Required work :: Reproduce word for word the passage of the grounding discussion below that opens with the words containing "First check the" and closes with "testing and inspection.".
[begin Document excerpt]
Obviously, observe safety, and don't let anyone touch the earth rod while using it.

Before using, you need to ascertain if the L hole on the plug socket is in fact live. If not, wire the live wire to N in the plug. One of those neon testers can be used to check for the live wire.

I can do that but is this not what my Toshino is doing (sort of)

Bright Red LED if NO Ground

No Red LED if 100% correctly grounded

And in my case I am getting a Dim Red LED.

What I am unable to interpret is what is the cause is,

How good (or bad) the Ground currently is (I suspect still very good but not 100%)

Although my Toshino is continuously testing my Grounding and tells me what is and what is not OK I do not actually know what it is actually, testing is it a certain level of continuity, or current leakage or what? I have no idea how its tests.

I do know (checked tonight that if there is a ground and live and neutral is reversed then ONLY the RED LED shines brightly and the Green is completely OFF.

If there is NO Ground at all then Green and Red LEDs are both on and the Toshino does not care which way round Live and Neutral is.

Once again this seems to confirm that my Ground Rod Grounding IS mostly functioning because if not at all then reversing live and neutral would show either Bright Red AND Bright Green or Just Bright Red when wrong way around.

Cheers, Dave

Posted (edited)

First check the main earth from the earth bar in the switchboard to the earth electrode, this should be not more than 0.5ohms. The earth connection should be visible for testing and inspection.

Check the earth contiuity from the earth bar to all points of the electrical installation.

If you have more than one electrode, bond them together (equipotential bonding).

Make sure that all power boards are earthed, ie have a 3 core lead, you could be receiving mild shocks from standing leakage current.

Carry out a polarity test of all your socket outlets, L to N, L to E. N to E. You should have a light on the first two only.

 

 

 

Edited by electau
Posted (edited)

OK so it seems that watering/fiddling with the earth electrode is having some effect. You may find even later all has been temporarily resolved.
[end Document excerpt]
[begin Data extract]
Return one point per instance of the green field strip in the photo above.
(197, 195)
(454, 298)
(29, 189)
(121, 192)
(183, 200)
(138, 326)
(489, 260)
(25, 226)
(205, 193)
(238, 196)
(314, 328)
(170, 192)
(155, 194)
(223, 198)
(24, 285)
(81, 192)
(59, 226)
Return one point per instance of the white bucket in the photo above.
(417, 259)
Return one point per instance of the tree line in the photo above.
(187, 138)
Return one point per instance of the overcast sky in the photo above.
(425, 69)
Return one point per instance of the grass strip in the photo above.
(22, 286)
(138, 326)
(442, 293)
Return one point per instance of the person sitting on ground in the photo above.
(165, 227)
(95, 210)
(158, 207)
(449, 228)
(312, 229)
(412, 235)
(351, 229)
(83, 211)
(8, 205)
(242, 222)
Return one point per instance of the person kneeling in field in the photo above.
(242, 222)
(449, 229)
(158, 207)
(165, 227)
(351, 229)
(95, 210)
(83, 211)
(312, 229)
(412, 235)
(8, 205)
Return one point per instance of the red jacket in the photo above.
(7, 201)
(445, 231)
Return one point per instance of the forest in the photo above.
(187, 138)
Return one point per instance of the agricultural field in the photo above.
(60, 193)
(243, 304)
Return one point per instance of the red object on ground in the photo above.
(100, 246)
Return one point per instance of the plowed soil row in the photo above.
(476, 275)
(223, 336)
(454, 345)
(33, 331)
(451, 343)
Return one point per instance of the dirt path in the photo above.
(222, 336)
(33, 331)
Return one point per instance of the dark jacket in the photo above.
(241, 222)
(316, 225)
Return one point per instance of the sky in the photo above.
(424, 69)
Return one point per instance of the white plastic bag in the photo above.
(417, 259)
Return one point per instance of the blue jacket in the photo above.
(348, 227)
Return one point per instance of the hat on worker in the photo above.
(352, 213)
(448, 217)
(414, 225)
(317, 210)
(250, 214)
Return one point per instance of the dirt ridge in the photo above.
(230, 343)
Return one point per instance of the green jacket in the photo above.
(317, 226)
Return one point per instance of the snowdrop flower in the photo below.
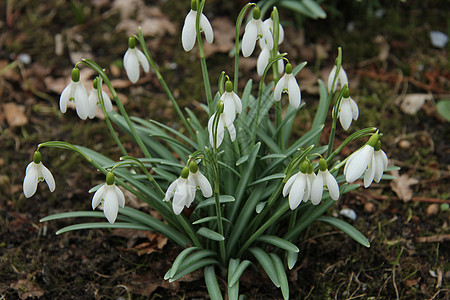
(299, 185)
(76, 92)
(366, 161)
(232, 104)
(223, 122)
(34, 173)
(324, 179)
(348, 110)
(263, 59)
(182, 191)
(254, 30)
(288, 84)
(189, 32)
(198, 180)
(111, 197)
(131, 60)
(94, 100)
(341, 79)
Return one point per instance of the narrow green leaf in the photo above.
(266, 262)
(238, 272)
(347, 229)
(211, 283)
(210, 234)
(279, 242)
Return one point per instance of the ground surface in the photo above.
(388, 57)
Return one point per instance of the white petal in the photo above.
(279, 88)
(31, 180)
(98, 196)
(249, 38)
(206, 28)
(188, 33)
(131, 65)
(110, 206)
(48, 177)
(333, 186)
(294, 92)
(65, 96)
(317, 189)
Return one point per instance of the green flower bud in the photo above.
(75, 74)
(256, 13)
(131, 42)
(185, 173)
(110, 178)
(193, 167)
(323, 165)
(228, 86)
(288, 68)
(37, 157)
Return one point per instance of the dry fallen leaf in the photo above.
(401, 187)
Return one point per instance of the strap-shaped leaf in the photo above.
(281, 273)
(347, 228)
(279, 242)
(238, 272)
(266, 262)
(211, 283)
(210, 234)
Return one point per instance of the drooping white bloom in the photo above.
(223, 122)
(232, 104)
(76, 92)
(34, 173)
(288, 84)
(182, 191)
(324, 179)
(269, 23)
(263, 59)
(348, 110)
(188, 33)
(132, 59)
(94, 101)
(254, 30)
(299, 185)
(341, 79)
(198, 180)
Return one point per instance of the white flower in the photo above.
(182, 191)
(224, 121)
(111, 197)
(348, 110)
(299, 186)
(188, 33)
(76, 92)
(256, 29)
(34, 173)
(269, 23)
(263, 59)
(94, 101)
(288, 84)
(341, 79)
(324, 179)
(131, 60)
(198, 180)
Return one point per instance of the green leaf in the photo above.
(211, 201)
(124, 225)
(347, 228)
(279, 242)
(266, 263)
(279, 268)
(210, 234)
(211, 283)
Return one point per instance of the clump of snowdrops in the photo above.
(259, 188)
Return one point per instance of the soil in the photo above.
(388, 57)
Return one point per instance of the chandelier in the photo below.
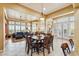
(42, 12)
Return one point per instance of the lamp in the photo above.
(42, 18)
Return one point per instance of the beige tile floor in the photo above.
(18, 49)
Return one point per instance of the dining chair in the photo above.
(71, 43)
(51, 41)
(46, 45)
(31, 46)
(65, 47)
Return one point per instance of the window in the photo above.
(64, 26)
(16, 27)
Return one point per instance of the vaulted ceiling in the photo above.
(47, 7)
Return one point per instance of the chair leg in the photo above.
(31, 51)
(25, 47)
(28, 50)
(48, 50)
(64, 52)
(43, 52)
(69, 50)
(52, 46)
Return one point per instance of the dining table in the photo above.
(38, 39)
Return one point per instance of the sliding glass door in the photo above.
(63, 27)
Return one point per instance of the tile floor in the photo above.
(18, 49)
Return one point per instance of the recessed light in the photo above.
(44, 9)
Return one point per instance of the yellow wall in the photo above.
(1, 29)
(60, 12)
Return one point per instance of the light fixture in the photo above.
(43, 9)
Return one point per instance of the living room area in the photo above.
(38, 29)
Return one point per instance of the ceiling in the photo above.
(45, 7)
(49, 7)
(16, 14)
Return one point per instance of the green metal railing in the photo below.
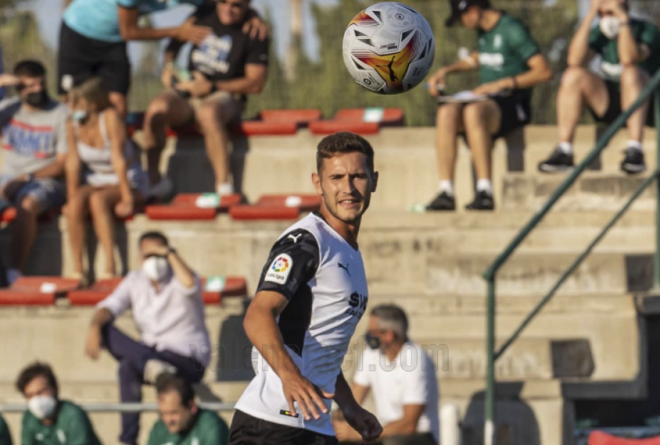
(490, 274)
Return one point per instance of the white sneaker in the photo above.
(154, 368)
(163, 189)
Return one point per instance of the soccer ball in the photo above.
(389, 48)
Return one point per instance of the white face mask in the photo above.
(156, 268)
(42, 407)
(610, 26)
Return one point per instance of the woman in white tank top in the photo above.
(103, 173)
[end Data extract]
[begin Data extract]
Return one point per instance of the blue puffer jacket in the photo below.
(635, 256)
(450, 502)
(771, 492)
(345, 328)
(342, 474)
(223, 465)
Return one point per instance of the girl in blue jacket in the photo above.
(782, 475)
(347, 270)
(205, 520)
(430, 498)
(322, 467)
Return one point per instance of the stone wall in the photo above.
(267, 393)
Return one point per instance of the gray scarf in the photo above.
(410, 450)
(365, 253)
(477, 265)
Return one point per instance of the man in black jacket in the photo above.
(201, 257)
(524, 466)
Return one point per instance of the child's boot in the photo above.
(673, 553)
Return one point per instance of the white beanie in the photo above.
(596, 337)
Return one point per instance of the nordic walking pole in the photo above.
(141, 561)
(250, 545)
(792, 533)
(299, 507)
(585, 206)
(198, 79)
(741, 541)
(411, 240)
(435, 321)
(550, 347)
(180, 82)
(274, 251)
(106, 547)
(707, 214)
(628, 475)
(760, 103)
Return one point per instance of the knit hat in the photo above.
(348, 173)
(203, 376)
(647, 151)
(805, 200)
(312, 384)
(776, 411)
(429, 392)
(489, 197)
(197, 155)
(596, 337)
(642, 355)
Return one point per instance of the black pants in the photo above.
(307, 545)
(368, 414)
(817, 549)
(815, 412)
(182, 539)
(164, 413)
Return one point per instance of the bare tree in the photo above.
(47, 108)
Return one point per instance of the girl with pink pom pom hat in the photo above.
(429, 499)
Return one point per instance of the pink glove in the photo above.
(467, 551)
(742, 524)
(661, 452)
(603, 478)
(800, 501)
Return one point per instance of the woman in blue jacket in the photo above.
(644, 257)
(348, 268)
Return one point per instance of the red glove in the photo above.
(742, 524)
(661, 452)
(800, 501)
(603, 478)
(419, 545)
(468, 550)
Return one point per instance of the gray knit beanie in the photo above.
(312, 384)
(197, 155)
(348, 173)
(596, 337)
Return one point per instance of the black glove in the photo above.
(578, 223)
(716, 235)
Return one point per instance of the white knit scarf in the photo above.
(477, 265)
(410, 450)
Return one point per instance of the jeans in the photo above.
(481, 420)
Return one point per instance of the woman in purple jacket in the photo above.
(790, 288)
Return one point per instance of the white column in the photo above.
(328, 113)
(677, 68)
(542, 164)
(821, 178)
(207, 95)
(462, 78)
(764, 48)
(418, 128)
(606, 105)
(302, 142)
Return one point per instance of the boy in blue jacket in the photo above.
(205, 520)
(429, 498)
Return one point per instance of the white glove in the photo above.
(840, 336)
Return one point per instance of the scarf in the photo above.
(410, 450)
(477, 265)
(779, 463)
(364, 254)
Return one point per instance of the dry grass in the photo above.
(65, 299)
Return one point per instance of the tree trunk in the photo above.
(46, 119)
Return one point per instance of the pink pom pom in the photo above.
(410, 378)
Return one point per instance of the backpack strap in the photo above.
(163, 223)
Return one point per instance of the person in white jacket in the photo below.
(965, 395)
[end Data extract]
Expected answer ::
First check the main earth from the earth bar in the switchboard to the earth electrode, this should be not more than 0.5ohms. The earth connection should be visible for testing and inspection.